── EXERCISE MATERIAL ──

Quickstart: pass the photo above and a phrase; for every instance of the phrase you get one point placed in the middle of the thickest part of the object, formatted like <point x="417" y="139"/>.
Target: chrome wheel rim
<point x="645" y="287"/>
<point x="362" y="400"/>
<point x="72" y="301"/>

───

EXERCISE AIM: Generate a verbatim printout of all the entries.

RESPONSE AREA:
Quickstart: pass the photo above and a phrase; for every instance of the phrase you get one point placed in the middle of the thickest part of the object, formatted like <point x="417" y="139"/>.
Target: chrome wheel rim
<point x="645" y="287"/>
<point x="362" y="400"/>
<point x="72" y="301"/>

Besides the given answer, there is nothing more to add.